● TEXTE DE LA PAGE:

L’évolution culturelle a déjà franchi plusieurs seuils d’intelligence collective. En effet, les inventions de l’écriture, de l’imprimerie et des médias électroniques (enregistrement musical, téléphone, radio, télévision) ont déjà augmenté de manière irréversible nos capacités de mémoire et de communication sociale. L’intelligence collective des groupes humains n’est pas à créer, elle existe déjà et elle a derrière elle une longue histoire. Le véritable enjeu du méta medium algorithmique est donc le franchissement d’un nouveau seuil d’augmentation de l’intelligence collective.

Cuneiform

L’internet supporte de nouvelles formes d’intelligence collective pour trois grandes raisons. Premièrement, il permet une communication ubiquitaire indépendante des distances géographiques. La capacité d’émettre et de sélectionner l’information à volonté se trouve entre les mains de tous. Deuxièmement, l’internet enregistre et interconnecte progressivement la plus grande partie des connaissances produites par l’humanité, construisant ainsi une mémoire dynamique commune et participative. Troisièmement, les algorithmes traitent automatiquement l’information, ouvrant la voie à de nouvelles formes de traduction, d’analyse de données, de fouille et de filtrage collaboratif.
Une grande partie de l’intelligence collective à support numérique est implicite. Chaque fois que l’on fait une requête sur un moteur de recherche, que l’on envoie un message en ligne, que l’on crée un hyperlien, que l’on catégorise une information au moyen d’un hashtag, que l’on achète un produit en ligne ou que l’on « aime » une photo, on alimente des algorithmes qui transforment la structure de la mémoire collective et qui contribuent à orienter l’attention et l’activité des autres internautes.
Il existe aussi des formes explicites d’intelligence collective. Citons la programmation collaborative (logiciels libres, Github…), les nouvelles formes d’encyclopédie en ligne comme Wikipedia, qui rassemblent d’immenses communautés internationales de rédacteurs et d’éditeurs, les dispositifs d’apprentissage collaboratif en réseau (pédagogies innovantes, MOOCs…), les jeux en ligne massivement multi-joueurs ou les diverses applications de curation collaborative de contenu qui visent à filtrer et catégoriser les flux d’information dans une optique de gestion décentralisée des connaissances.

(Lignes de données)
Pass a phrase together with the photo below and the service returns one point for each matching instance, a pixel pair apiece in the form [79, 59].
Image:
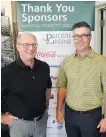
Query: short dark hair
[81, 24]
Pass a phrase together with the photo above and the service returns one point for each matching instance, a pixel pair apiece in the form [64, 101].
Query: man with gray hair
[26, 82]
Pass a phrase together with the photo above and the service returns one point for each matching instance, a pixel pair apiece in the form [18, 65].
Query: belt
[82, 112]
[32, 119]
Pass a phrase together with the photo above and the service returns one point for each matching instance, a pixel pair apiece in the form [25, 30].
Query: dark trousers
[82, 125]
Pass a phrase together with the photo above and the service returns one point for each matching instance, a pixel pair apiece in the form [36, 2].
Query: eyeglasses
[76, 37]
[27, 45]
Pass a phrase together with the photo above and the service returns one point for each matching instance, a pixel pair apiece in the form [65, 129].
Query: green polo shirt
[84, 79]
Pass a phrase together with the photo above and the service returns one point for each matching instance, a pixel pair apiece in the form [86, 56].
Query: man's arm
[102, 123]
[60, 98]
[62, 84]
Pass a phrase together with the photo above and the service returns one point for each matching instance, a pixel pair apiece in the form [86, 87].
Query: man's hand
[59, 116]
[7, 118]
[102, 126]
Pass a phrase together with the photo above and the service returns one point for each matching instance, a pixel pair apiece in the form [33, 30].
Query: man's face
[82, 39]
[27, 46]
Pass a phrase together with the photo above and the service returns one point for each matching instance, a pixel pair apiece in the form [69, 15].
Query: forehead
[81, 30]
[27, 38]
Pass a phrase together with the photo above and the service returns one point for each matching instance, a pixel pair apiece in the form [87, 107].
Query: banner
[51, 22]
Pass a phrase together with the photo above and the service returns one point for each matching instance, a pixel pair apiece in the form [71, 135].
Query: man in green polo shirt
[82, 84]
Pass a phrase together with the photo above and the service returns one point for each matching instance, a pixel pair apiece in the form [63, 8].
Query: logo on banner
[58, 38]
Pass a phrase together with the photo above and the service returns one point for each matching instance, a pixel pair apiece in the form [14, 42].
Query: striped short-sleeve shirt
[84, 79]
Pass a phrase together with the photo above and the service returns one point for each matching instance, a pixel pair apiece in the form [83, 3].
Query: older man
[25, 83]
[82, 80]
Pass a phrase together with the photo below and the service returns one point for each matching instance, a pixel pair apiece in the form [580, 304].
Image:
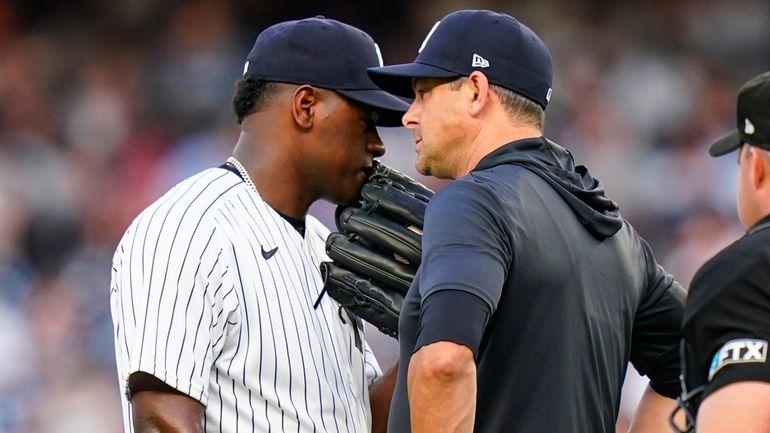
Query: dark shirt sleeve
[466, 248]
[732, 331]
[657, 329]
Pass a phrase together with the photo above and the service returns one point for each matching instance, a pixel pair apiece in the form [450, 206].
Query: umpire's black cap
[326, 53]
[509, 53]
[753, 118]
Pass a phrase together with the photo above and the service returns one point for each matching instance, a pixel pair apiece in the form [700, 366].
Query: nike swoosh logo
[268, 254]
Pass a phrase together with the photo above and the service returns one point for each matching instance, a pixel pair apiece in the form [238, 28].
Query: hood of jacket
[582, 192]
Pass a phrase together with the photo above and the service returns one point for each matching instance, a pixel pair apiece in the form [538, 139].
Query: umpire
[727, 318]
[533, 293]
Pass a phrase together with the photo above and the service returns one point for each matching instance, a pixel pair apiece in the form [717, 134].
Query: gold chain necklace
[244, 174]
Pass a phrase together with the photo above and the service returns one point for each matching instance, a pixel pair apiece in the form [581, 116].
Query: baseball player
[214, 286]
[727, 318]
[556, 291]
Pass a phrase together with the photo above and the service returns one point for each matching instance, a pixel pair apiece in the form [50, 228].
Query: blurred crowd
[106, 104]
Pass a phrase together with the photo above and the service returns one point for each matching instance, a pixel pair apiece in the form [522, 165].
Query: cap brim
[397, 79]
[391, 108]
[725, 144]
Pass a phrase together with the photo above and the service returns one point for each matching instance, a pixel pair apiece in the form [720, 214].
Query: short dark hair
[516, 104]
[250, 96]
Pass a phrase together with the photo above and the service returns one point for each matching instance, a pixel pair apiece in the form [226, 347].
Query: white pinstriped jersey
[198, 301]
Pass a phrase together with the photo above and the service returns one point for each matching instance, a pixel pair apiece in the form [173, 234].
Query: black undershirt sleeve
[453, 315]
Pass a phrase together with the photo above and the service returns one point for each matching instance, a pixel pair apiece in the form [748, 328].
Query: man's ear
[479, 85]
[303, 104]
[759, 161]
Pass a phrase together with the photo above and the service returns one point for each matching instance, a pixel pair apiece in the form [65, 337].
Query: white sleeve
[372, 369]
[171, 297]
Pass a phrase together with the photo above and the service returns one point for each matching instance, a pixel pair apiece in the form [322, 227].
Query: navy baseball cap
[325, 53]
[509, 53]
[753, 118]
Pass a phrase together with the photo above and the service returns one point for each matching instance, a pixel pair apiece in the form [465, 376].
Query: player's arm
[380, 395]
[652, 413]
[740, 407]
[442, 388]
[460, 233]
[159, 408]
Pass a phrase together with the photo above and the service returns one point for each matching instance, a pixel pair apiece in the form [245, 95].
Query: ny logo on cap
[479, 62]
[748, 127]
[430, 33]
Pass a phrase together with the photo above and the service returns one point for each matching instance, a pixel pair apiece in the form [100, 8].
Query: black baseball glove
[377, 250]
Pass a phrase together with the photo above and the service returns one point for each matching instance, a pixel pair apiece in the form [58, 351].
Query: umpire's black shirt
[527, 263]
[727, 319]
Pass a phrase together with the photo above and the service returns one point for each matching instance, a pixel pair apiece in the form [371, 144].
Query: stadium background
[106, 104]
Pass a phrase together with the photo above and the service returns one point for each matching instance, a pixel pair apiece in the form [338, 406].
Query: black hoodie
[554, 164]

● CONSIGNE:
Recopiez le passage du texte sur l'intelligence collective qui va de « Une grande partie » à « des autres internautes. », en remplaçant « hashtag » par « mot-dièse ». Ce matériel n'a aucun rapport avec le texte sur l'intelligence collective.

● RÉPONSE:
Une grande partie de l’intelligence collective à support numérique est implicite. Chaque fois que l’on fait une requête sur un moteur de recherche, que l’on envoie un message en ligne, que l’on crée un hyperlien, que l’on catégorise une information au moyen d’un mot-dièse, que l’on achète un produit en ligne ou que l’on « aime » une photo, on alimente des algorithmes qui transforment la structure de la mémoire collective et qui contribuent à orienter l’attention et l’activité des autres internautes.